[Source records]
┄┄┄┄┄┄┄┄┄┄
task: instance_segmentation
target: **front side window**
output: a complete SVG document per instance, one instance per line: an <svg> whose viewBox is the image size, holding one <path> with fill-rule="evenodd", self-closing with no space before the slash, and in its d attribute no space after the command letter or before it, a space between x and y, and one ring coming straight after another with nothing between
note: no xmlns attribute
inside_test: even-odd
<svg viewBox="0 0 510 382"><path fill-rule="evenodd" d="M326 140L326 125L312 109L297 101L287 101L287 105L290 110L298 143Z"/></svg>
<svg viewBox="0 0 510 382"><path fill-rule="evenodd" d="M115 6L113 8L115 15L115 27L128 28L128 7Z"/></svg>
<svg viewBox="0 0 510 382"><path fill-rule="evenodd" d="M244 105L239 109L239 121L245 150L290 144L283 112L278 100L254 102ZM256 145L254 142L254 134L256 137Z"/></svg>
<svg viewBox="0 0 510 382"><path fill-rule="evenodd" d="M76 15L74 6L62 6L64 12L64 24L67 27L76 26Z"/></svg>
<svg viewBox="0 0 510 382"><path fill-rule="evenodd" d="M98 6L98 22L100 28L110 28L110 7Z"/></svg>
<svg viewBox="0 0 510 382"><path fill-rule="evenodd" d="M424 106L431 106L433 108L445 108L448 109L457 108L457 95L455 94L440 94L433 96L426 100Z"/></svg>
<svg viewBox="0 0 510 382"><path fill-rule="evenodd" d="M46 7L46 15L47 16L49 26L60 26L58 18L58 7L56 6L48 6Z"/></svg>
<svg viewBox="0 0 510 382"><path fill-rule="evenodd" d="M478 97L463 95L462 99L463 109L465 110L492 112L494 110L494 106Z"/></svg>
┄┄┄┄┄┄┄┄┄┄
• Problem to work on: Please rewrite the lines from the first one through the line containing "target: **front side window**" as a JSON list of strings, one string per line, leaving out blank lines.

• Answer to the problem:
[
  "task: instance_segmentation",
  "target: **front side window**"
]